* Start Data for this exercise *

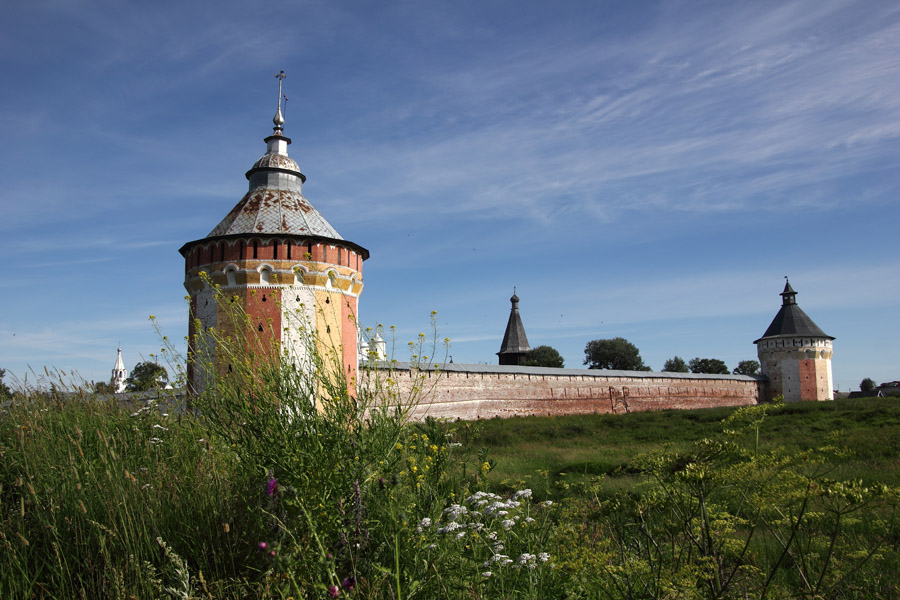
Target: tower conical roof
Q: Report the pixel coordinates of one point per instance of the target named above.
(791, 320)
(275, 204)
(514, 340)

* End Data for this exercise *

=== Objective ===
Format all of the material above as a numbered list, one line per number, with blank lines left out. Leave the pictures out of your answer.

=== Exercise response ===
1. Target: tower conical roof
2. Q: Report the pixel coordinates of one point per instance of the target named above.
3. (791, 320)
4. (275, 204)
5. (514, 340)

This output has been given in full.